**What is expected:**
Please rewrite all the rows below as a JSON list of strings, with one string for each line and blank lines left out.

--- Data for this exercise ---

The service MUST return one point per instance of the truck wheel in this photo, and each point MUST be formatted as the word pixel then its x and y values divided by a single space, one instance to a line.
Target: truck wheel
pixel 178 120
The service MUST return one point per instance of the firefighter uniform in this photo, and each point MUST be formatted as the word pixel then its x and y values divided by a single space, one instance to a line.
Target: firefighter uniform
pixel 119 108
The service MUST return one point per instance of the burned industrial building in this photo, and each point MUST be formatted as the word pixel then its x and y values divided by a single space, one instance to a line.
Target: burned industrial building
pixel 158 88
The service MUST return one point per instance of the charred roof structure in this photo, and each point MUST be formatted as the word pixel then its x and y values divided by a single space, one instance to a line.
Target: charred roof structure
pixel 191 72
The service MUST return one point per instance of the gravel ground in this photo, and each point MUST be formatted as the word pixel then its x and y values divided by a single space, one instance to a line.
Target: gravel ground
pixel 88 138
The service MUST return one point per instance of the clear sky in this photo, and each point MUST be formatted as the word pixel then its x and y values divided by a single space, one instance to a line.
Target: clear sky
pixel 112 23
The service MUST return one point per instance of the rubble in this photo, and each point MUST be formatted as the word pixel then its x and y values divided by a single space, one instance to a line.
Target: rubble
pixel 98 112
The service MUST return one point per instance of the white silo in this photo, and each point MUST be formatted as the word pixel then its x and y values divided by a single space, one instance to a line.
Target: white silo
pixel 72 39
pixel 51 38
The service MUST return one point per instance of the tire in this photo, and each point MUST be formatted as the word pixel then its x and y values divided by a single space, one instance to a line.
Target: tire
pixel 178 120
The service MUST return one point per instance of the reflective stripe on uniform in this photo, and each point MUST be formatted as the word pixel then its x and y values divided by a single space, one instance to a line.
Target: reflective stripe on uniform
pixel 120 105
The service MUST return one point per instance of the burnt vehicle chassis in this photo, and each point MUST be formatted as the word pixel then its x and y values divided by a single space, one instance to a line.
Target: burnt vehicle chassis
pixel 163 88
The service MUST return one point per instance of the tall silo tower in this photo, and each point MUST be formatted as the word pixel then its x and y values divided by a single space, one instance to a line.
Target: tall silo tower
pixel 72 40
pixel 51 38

---

**Answer to the task:**
[
  "The service MUST return one point per instance of the truck wheel in this photo, and each point MUST be formatted as the word pixel then its x and y values divided by a single space, one instance to a line.",
  "Target: truck wheel",
  "pixel 178 120",
  "The service MUST return one point per instance of the firefighter uniform in this photo, and each point MUST be formatted as the word pixel then its x and y values divided by a single space, one instance to a line.",
  "Target: firefighter uniform",
  "pixel 119 108",
  "The service MUST return one point per instance of the burned industrial building in this photo, and each point MUST be formatted as the word pixel then its x and y values divided by a single space, one instance to a line.",
  "Target: burned industrial building",
  "pixel 158 88",
  "The service MUST return one point per instance of the charred roof structure in this photo, and each point MUST be formatted as the word pixel then its x and y values divided by a single space, one instance to a line.",
  "Target: charred roof structure",
  "pixel 191 72",
  "The service MUST return one point per instance of the gravel ground in this photo, and each point MUST be formatted as the word pixel then its x and y values divided by a single space, one instance to a line.",
  "Target: gravel ground",
  "pixel 88 138",
  "The service MUST return one point per instance of the clear sky in this photo, and each point MUST be formatted as the word pixel then its x and y values divided by a single space, one instance to a line.",
  "Target: clear sky",
  "pixel 112 23",
  "The service MUST return one point per instance of the rubble in this photo, and each point MUST be formatted as the word pixel then its x and y values divided by a single space, one instance to a line.",
  "Target: rubble",
  "pixel 98 112",
  "The service MUST return one point per instance of the white silo in this photo, and each point MUST be formatted as the word pixel then its x and y values divided by a single space, one instance to a line.",
  "Target: white silo",
  "pixel 72 39",
  "pixel 51 38",
  "The service MUST return one point per instance of the tire in this photo, and each point MUST be formatted as the word pixel then its x and y values divided by a single space, one instance to a line.",
  "Target: tire",
  "pixel 178 120",
  "The service MUST return one point per instance of the reflective stripe on uniform in this photo, and each point MUST be formatted as the word pixel then its x and y values divided by a single space, one instance to a line.",
  "Target: reflective stripe on uniform",
  "pixel 120 105",
  "The service MUST return one point per instance of the burnt vehicle chassis in this photo, and each point MUST be formatted as the word pixel then its x and y values divided by a single space, one instance to a line.",
  "Target: burnt vehicle chassis",
  "pixel 163 88",
  "The service MUST return one point per instance of the tall silo tower in this photo, and each point MUST be formatted as the word pixel then its x and y values divided by a single space, one instance to a line.",
  "Target: tall silo tower",
  "pixel 72 40",
  "pixel 51 38"
]